**REQUIREMENTS:**
Express every line of the listing below as a JSON array of strings, one string per line, omitting any blank lines.

**INFORMATION PROVIDED:**
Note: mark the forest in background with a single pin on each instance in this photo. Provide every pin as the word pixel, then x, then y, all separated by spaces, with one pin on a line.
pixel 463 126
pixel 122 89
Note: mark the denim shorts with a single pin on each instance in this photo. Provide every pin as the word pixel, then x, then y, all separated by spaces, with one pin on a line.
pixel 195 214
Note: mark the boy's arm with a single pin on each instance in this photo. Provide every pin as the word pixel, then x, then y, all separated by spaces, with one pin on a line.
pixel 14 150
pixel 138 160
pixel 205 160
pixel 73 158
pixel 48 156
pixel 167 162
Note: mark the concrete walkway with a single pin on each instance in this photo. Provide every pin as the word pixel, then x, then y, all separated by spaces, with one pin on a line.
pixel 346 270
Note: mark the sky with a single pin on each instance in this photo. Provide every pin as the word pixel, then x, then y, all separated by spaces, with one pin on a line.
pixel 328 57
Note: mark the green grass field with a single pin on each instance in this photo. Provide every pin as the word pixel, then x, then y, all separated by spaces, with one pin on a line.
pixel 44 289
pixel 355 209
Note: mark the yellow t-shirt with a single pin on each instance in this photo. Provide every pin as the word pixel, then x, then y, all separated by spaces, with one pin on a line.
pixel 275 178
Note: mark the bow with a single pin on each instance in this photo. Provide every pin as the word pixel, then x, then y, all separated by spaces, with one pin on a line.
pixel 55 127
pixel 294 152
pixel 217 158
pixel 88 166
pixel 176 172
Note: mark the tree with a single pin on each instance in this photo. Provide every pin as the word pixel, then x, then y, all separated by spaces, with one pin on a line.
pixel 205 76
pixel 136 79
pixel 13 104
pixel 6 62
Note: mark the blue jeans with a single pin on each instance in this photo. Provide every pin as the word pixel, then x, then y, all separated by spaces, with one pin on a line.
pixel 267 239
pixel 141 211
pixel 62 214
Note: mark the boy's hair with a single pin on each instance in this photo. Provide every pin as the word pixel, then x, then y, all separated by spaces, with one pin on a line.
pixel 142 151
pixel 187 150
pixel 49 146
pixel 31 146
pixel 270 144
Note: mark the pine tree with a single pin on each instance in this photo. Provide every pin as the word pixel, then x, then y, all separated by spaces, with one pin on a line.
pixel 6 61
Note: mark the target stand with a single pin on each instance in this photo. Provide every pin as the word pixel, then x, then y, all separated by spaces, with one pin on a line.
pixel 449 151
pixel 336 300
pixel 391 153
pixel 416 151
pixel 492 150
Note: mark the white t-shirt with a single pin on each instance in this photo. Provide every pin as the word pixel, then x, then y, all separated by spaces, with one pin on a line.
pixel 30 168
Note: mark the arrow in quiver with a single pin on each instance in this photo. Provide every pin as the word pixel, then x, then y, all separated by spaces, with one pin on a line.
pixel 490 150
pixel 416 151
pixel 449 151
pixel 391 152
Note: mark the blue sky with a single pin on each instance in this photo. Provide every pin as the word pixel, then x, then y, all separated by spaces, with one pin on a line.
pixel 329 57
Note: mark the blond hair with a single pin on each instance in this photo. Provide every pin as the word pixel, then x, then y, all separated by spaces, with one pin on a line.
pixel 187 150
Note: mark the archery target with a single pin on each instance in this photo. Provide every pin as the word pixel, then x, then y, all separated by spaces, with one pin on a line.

**EXERCISE RESULT:**
[
  "Note: mark the forest in background with a single pin on each instance in this photo. Provide every pin as the word pixel, then x, then y, all separated by spaces, with one pin on a line.",
  "pixel 463 126",
  "pixel 122 89",
  "Note: mark the denim shorts with a single pin on each instance in this photo. Provide every pin as the word pixel, then x, then y, all separated by spaces, with one pin on a line.",
  "pixel 195 214",
  "Note: mark the boy's arm with a single pin on each instance in this photo. Provide every pin as the word pixel, then x, then y, all separated by spaces, with one pin on a line.",
  "pixel 14 150",
  "pixel 138 160",
  "pixel 205 160",
  "pixel 73 158",
  "pixel 48 156",
  "pixel 167 162",
  "Note: mark the concrete walkway with a single pin on each instance in this photo. Provide every pin as the word pixel, then x, then y, all separated by spaces, with one pin on a line.",
  "pixel 346 270",
  "Note: mark the sky with a single pin on each instance in this photo. Provide every pin as the word pixel, then x, then y, all separated by spaces, with one pin on a line.",
  "pixel 328 57",
  "Note: mark the green grass field with a single pin on each instance in this photo. Provide every pin as the word pixel, then x, then y, all separated by spaces, with one pin on a line.",
  "pixel 44 289",
  "pixel 355 209",
  "Note: mark the yellow t-shirt with a single pin on each instance in this photo. Provide every pin as the word pixel, then x, then y, all separated by spaces, with one pin on a line.",
  "pixel 275 178",
  "Note: mark the bow with a single pin on each instance in this photo. Provide every pin as the word pixel, then x, then y, all separated by spaces, with one pin on a line.",
  "pixel 55 127",
  "pixel 294 152",
  "pixel 217 158",
  "pixel 88 166",
  "pixel 176 172",
  "Note: mark the tree with a single pin on each instance in this photo. Provide every pin as the word pixel, then x, then y, all separated by spaces, with one pin on a line.",
  "pixel 205 76",
  "pixel 136 79",
  "pixel 13 104",
  "pixel 6 62",
  "Note: mark the blue jeans with a single pin on each instance in this photo. Provide every pin as the word pixel, then x, then y, all separated by spaces, with one pin on a line.",
  "pixel 267 239",
  "pixel 141 211",
  "pixel 62 214",
  "Note: mark the boy's hair with a single pin on each instance in this photo. Provide every pin as the word pixel, then x, then y, all separated by spaces, with one pin on a line.",
  "pixel 142 151",
  "pixel 187 150",
  "pixel 49 146",
  "pixel 31 146",
  "pixel 270 144",
  "Note: mark the pine tree with a single pin on each instance in this photo. Provide every pin as the word pixel, then x, then y, all separated by spaces, with one pin on a line.",
  "pixel 6 61",
  "Note: mark the target stand with a single pin on each instance in this photo. Provide every pin as the word pixel, then x, then y, all separated by spaces, with one pin on a line.",
  "pixel 449 151",
  "pixel 336 300",
  "pixel 391 153",
  "pixel 416 151",
  "pixel 492 150",
  "Note: mark the white t-shirt with a single pin on each instance in this photo. Provide every pin as the word pixel, then x, then y, all separated by spaces, with one pin on a line.",
  "pixel 30 168",
  "Note: mark the arrow in quiver with a single pin on each instance in this photo. Provide every pin as the word pixel, then x, then y, all separated by spaces, with one pin on a line.",
  "pixel 490 150",
  "pixel 416 151",
  "pixel 449 151",
  "pixel 391 152",
  "Note: mark the blue sky with a single pin on each instance in this photo. Provide every pin as the word pixel, then x, then y, all separated by spaces, with one pin on a line.",
  "pixel 329 57",
  "Note: mark the blond hair with a single pin on each instance in this photo. Provide every pin as the word pixel, then x, then y, all separated by spaces, with one pin on a line.",
  "pixel 187 150",
  "Note: mark the archery target with a single pin on each instance in this photo. Provide every pin as the word pixel, then x, then y, all separated by spaces, with one pin on a line."
]